(Named object pointing records)
--------------------
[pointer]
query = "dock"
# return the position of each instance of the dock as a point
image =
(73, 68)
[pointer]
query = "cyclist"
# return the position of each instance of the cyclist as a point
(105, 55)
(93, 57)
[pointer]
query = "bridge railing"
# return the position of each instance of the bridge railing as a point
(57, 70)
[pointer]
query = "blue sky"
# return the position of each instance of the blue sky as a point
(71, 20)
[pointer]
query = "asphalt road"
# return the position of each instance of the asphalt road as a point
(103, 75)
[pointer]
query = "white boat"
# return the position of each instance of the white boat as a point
--------------------
> **Brief**: Write out all of the records above again, reproducing every line without any change.

> **Full response**:
[pointer]
query = "dock"
# return the position of each instance of the dock as a point
image =
(73, 68)
[pointer]
query = "cyclist"
# return the position of each instance of the cyclist as a point
(105, 55)
(93, 57)
[pointer]
query = "bridge railing"
# return the position of each instance of the bridge railing as a point
(57, 70)
[pointer]
query = "blue sky"
# return the position of each instance of the blue sky as a point
(71, 20)
[pointer]
query = "asphalt road"
# return the position of each instance of the asphalt road as a point
(103, 75)
[pointer]
query = "white boat"
# return the position of each instance of the white boat as a point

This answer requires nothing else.